> [ÉNONCÉ 1] Pouvez-vous réécrire le passage du texte sur le livre de Josué qui commence à « On signale une » et se poursuit jusqu'à « au pouvoir d’Israël. », en remplaçant « soudain » par « brusque » ?

> [TEXTE]
Ce livre se compose de deux parties distinctes comprenant douze chapitres chacune : le récit de la conquête (chapitres 1 à 12) et celle de la répartition du pays (chapitres 13 à 24). Cette répartition se termine par le renouvellement de l’alliance (chapitre 24), qui est comme le sceau apposé aux deux grands actes qui viennent d’être racontés.
Il nous paraît manifeste que de très antiques matériaux, dus à des contemporains des faits racontés, sont entrés dans la contexture des documents qui ont servi à rédiger le récit définitif. C’est ainsi que s’expliquent naturellement le « nous » de Josué 5.1,6; le « jusqu’à ce jour » appliqué à la présence de Rahab en Israël au moment du récit; la liste de trente-et-un rois vaincus (chapitre 12) et le cadastre détaillé des territoires assignés à chaque tribu (dès le chapitre 13). Dans d’autres cas, la formule « jusqu’à ce jour » prouve uniquement que la rédaction du fait est en tout cas antérieure à Salomon (Guézer, Jos 16.10) ou à David (Jébusiens, Jos 15.63) ou à Saül (Gabaonites, Jos 9.27). L’expression « Sidon la grande » (Jos 11.8 et 19.28) montre également que la rédaction de ces morceaux remonte à une très haute antiquité. Quant à la rédaction finale du livre, nous en ignorons l’époque.
On signale une apparente contradiction dans le récit. D’un côté, il semble parfois que la conquête soit absolument achevée, de l’autre il est dit qu’il reste encore beaucoup à conquérir (comparez par exemple Jos 21.43-45 avec Jos 23.4). Mais remarquons que deux de ces passages, que l’on dit contradictoires, se trouvent dans le même discours de Josué. Il est donc impossible qu’ils se contredisent réellement. Il faut seulement ne pas exagérer le sens des expressions employées. En un sens, la conquête a eu un caractère soudain et complet, c’est-à-dire que les deux grandes batailles, avec les expéditions qui les ont suivies immédiatement, ont livré en une seule fois le pays au pouvoir d’Israël.
Était-ce à dire que la soumission fût complète? Non. À côté de son caractère soudain et immédiat, la conquête a eu aussi un caractère progressif. Les Cananéens s’étaient maintenus dans certaines villes fortifiées qu’il fallait prendre et reprendre dans certains districts difficilement accessibles aux Israélites, et lors même que ces districts avaient été assignés à telle ou telle tribu, ils étaient loin d’être complètement soumis. La guerre générale concernant tout le pays et tout le peuple était achevée; mais les guerres particulières concernant les tribus et leurs districts devaient recommencer bientôt après le premier établissement, à moins qu’Israël ne faillit à sa mission.

Extraits de données d'annotation par points:
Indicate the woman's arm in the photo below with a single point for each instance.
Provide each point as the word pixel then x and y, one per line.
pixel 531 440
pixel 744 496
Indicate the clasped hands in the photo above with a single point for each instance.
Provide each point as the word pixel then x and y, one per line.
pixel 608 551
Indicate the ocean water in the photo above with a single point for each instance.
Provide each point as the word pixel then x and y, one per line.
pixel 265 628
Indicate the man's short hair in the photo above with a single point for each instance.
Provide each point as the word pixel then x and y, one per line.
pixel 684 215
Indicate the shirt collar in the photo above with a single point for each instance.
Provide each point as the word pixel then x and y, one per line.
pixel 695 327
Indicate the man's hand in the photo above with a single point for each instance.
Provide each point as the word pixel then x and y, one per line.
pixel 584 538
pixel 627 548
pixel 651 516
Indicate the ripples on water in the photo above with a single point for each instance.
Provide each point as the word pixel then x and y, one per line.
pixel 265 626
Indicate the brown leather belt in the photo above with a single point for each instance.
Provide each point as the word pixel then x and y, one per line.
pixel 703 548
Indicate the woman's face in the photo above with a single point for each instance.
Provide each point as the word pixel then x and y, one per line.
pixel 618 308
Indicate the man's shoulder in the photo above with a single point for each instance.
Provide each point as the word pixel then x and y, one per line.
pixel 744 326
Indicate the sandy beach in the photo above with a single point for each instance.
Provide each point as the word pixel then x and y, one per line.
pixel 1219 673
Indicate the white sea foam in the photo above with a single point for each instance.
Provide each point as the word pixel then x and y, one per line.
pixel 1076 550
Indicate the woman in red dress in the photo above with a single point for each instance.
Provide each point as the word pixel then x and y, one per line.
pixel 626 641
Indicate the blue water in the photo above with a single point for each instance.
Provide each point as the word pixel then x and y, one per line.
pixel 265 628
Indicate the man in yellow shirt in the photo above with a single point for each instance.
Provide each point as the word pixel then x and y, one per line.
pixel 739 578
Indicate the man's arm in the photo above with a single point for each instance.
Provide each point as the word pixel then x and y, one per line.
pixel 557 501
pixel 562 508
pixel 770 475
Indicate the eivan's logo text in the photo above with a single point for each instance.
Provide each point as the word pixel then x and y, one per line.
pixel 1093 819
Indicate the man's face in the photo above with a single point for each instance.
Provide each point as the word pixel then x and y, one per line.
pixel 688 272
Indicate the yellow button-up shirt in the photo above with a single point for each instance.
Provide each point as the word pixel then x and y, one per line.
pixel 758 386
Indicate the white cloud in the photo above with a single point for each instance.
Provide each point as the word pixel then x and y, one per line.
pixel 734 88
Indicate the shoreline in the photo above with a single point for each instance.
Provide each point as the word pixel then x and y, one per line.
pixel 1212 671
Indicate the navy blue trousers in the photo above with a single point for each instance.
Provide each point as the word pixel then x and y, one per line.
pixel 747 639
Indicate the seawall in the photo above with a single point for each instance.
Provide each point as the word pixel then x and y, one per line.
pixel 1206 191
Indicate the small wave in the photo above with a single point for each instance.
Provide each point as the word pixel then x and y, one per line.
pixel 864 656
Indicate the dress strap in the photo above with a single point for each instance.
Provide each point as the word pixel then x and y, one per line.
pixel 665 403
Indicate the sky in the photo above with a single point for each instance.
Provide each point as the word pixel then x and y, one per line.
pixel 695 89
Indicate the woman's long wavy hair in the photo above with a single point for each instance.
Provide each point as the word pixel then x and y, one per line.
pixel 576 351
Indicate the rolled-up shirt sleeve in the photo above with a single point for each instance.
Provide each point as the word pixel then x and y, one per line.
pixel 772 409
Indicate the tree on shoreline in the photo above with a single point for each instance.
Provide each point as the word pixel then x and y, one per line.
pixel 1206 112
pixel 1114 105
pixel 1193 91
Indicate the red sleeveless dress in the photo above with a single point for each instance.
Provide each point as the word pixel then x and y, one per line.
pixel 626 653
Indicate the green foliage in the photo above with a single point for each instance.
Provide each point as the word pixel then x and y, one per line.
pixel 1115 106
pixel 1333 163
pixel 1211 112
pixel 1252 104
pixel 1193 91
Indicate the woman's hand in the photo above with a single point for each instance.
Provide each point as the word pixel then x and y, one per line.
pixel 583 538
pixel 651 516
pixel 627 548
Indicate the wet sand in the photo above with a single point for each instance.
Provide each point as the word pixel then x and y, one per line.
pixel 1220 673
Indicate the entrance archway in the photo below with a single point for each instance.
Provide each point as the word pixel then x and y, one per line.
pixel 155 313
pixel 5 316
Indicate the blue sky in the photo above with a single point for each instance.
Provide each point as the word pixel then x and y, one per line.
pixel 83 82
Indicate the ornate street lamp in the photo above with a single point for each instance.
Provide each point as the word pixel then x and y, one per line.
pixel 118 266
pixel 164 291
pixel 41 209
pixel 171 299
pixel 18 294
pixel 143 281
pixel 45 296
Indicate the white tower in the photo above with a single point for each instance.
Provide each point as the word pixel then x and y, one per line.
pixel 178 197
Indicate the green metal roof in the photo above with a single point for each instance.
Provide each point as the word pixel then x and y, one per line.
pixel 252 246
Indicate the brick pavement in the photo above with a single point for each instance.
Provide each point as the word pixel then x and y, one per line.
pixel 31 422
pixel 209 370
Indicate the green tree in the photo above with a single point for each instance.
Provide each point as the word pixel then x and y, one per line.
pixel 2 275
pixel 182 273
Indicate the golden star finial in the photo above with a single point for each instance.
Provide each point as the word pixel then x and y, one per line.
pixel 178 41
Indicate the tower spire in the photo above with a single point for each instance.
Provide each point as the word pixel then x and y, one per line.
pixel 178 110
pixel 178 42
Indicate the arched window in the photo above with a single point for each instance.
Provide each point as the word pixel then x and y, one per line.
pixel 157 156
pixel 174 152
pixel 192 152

> [ÉNONCÉ 2] Pouvez-vous recopier à l'identique les lignes des extraits de données d'annotation, en commençant par la ligne contenant « Indicate the woman's face » et en continuant jusqu'à la ligne contenant « pixel 618 308 » ?

> [RÉPONSE 1]
On signale une apparente contradiction dans le récit. D’un côté, il semble parfois que la conquête soit absolument achevée, de l’autre il est dit qu’il reste encore beaucoup à conquérir (comparez par exemple Jos 21.43-45 avec Jos 23.4). Mais remarquons que deux de ces passages, que l’on dit contradictoires, se trouvent dans le même discours de Josué. Il est donc impossible qu’ils se contredisent réellement. Il faut seulement ne pas exagérer le sens des expressions employées. En un sens, la conquête a eu un caractère brusque et complet, c’est-à-dire que les deux grandes batailles, avec les expéditions qui les ont suivies immédiatement, ont livré en une seule fois le pays au pouvoir d’Israël.

> [RÉPONSE 2]
Indicate the woman's face in the photo above with a single point for each instance.
Provide each point as the word pixel then x and y, one per line.
pixel 618 308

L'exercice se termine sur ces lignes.